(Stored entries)

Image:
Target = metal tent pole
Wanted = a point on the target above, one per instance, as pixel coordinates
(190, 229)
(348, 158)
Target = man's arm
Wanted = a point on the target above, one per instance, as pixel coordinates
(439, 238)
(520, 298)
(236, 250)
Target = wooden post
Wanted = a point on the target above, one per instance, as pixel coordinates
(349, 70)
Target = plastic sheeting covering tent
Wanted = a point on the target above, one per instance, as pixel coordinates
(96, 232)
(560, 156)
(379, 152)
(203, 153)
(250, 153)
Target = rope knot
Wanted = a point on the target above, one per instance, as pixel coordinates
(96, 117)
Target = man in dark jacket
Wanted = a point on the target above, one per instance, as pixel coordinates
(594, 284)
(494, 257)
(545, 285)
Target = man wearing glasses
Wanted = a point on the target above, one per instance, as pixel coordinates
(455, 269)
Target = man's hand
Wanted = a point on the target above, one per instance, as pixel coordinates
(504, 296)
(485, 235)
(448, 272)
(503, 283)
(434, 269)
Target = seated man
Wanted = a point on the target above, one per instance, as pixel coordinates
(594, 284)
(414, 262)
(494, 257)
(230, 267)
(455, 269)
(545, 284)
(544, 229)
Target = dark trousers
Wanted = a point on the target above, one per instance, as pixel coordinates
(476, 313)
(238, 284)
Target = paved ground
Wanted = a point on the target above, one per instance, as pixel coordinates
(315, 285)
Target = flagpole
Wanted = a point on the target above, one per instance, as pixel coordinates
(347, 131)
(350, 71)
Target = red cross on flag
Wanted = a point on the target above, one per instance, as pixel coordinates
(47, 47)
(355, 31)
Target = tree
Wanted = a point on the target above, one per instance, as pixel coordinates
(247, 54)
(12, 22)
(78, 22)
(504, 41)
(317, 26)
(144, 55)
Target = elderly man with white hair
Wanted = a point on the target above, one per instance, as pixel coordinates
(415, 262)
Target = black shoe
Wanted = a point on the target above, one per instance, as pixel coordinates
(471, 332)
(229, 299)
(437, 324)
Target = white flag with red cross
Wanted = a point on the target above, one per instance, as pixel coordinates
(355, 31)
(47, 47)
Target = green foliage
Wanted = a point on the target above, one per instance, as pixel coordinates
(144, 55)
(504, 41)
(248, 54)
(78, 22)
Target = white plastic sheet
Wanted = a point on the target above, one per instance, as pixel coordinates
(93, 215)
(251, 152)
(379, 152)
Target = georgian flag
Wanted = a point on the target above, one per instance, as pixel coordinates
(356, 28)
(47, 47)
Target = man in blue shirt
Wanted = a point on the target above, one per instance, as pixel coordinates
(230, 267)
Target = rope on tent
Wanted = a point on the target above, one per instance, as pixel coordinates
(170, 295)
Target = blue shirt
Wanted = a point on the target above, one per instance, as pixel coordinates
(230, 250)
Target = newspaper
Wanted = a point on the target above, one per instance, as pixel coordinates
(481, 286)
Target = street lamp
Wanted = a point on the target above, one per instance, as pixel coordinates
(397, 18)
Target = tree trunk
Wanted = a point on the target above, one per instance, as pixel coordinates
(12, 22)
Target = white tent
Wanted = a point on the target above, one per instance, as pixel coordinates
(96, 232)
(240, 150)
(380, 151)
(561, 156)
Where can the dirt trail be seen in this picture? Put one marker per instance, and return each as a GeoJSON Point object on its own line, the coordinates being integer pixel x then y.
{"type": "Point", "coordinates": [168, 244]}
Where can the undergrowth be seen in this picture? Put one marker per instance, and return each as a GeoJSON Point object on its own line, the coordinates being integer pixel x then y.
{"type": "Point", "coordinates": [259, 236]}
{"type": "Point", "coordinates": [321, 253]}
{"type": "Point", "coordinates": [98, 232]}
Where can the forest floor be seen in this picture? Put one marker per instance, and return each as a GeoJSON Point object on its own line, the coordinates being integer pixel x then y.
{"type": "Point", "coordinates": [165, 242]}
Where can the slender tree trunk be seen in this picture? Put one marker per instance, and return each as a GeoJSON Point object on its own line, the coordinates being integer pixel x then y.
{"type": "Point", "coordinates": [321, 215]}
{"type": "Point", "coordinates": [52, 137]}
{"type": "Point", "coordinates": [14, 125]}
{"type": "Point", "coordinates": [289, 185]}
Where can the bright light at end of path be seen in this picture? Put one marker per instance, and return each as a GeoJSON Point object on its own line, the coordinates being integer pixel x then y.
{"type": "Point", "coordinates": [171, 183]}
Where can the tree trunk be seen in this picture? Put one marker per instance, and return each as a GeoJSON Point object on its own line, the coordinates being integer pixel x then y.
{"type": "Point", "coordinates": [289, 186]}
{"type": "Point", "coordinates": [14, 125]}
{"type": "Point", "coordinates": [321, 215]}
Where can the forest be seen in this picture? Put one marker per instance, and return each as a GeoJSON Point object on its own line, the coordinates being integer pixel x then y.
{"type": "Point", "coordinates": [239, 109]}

GOAL ▸ Extract all of the data above without altering anything.

OUTPUT FOR THIS EXERCISE ▸
Image:
Target = metal tent pole
Wanted = a point on the target above, one per instance, as pixel coordinates
(190, 229)
(348, 158)
Target = man's arm
Wanted = a point on the target above, one per instance, as pixel coordinates
(439, 238)
(520, 298)
(236, 250)
Target = wooden post
Wanted = a point on the target above, one per instance, as pixel coordinates
(349, 70)
Target = plastic sheeting covering tent
Wanted = a point on the target above, one per instance, as pixel coordinates
(96, 232)
(560, 156)
(379, 152)
(203, 153)
(250, 153)
Target = rope knot
Wanted = a point on the target above, one per instance, as pixel coordinates
(96, 117)
Target = man in dark jacket
Wanted = a point on the target above, one per instance, as pixel coordinates
(594, 284)
(494, 257)
(545, 285)
Target = man wearing glasses
Wanted = a point on the target above, one per instance, as pixel coordinates
(455, 269)
Target = man's hand
Wanted = a point on the target above, one per instance, as pixel coordinates
(504, 296)
(485, 235)
(448, 272)
(503, 283)
(434, 269)
Target = seated man
Wanted = a point on the target above, one per instance, as pixel coordinates
(594, 284)
(414, 262)
(494, 257)
(230, 267)
(455, 269)
(545, 284)
(544, 229)
Target = dark trousers
Wanted = a point on the target above, one per instance, as pixel coordinates
(476, 313)
(238, 284)
Target = paved ground
Wanted = a point on the target above, one per instance, as pixel coordinates
(315, 285)
Target = flagpole
Wanted = a point on the target above, one per instance, as pixel coordinates
(347, 131)
(350, 71)
Target = red cross on flag
Wanted = a point on the target above, one per instance, as pixel coordinates
(47, 47)
(355, 31)
Target = tree
Wanted = a point on the target above, one per instance, as pixel coordinates
(247, 54)
(12, 22)
(78, 22)
(504, 41)
(317, 26)
(144, 55)
Target = elderly man with white hair
Wanted = a point on the target above, one per instance, as pixel coordinates
(415, 262)
Target = black shoe
Wanted = a point on the target above, one per instance, as pixel coordinates
(471, 332)
(229, 299)
(437, 324)
Target = white flag with red cross
Wanted = a point on the target above, one per instance, as pixel coordinates
(355, 31)
(47, 47)
Target = green foliage
Wanted = a point on the target above, one per instance, as pixel coordinates
(144, 55)
(504, 41)
(248, 54)
(78, 22)
Target = white plastic sheet
Wanted = a point on the target above, one per instance, as pixel coordinates
(93, 215)
(251, 152)
(379, 152)
Target = georgian flag
Wanted = a point on the target above, one per instance, as pixel coordinates
(356, 28)
(47, 47)
Target = man in blue shirt
Wanted = a point on the target above, one per instance, as pixel coordinates
(230, 267)
Target = rope on tent
Wanted = a point on the target above, one per instance, as pixel coordinates
(170, 295)
Target = blue shirt
Wanted = a point on the target above, one per instance, as pixel coordinates
(230, 250)
Target = newspaper
Wanted = a point on the target above, one per instance, as pixel coordinates
(481, 286)
Target = street lamp
Wanted = a point on the target above, one per instance, as pixel coordinates
(397, 18)
Target = tree trunk
Wanted = a point on the target above, one per instance, as pixel coordinates
(12, 22)
Target = white tent
Wanted = a point on the target above, one per instance, as pixel coordinates
(96, 232)
(240, 150)
(380, 151)
(561, 156)
Where can the dirt trail be seen in this picture? Put one marker per instance, and return each as a GeoJSON Point object on its own line, the coordinates being integer pixel x then y.
{"type": "Point", "coordinates": [168, 244]}
Where can the undergrowth be seen in this picture? Put one marker per instance, and return each as a GeoJSON Point object on its own line, the coordinates being integer pixel x then y.
{"type": "Point", "coordinates": [259, 236]}
{"type": "Point", "coordinates": [321, 253]}
{"type": "Point", "coordinates": [98, 232]}
Where can the forest floor be seen in this picture? Put one marker per instance, and return each as a GeoJSON Point object on its own line, the coordinates being integer pixel x then y.
{"type": "Point", "coordinates": [165, 242]}
Where can the slender tree trunk be seen in this picture? Put one marker per instance, and return each as a GeoJSON Point object on its own line, the coordinates being integer pixel x then y.
{"type": "Point", "coordinates": [321, 215]}
{"type": "Point", "coordinates": [52, 137]}
{"type": "Point", "coordinates": [14, 125]}
{"type": "Point", "coordinates": [289, 185]}
Where can the bright light at end of path be seen in this picture? Put one marker per instance, and return each as a GeoJSON Point object on its own line, the coordinates being integer pixel x then y.
{"type": "Point", "coordinates": [171, 183]}
Where can the tree trunk be seen in this picture? Put one marker per instance, and return each as a GeoJSON Point object on its own line, the coordinates being integer pixel x then y.
{"type": "Point", "coordinates": [289, 186]}
{"type": "Point", "coordinates": [14, 125]}
{"type": "Point", "coordinates": [321, 215]}
Where can the forest be seen in this picture? Put one marker per instance, and return each as a GeoJSON Point object on its own line, the coordinates being integer pixel x then y.
{"type": "Point", "coordinates": [239, 109]}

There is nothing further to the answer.